Task to carry out
Copy out all of the lines below, requests included, and shift every pixel coordinate in the answers by adding 23 to it. Leave the pictures out of your answer.

---- Records shown

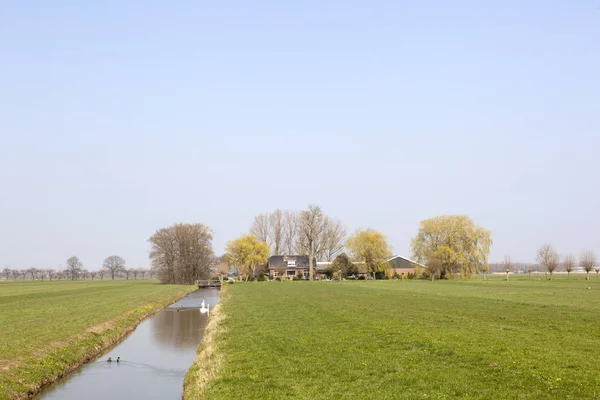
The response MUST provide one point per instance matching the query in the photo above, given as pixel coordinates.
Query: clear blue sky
(119, 118)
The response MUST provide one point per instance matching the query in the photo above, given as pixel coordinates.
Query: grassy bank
(48, 328)
(415, 339)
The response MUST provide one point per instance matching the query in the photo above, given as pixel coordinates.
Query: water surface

--------

Exercise output
The response MUST provide one point per instance matching the query in the photo above, given as pixel coordinates.
Query: clear blue sky
(142, 141)
The response MUST provide one point per instance matching the query in the photo above, given as pixel coordinates.
Query: grassy bank
(71, 351)
(438, 362)
The response MUST provide one point per instance matching the query in the photo above, given as pixel coordinates.
Query: water surface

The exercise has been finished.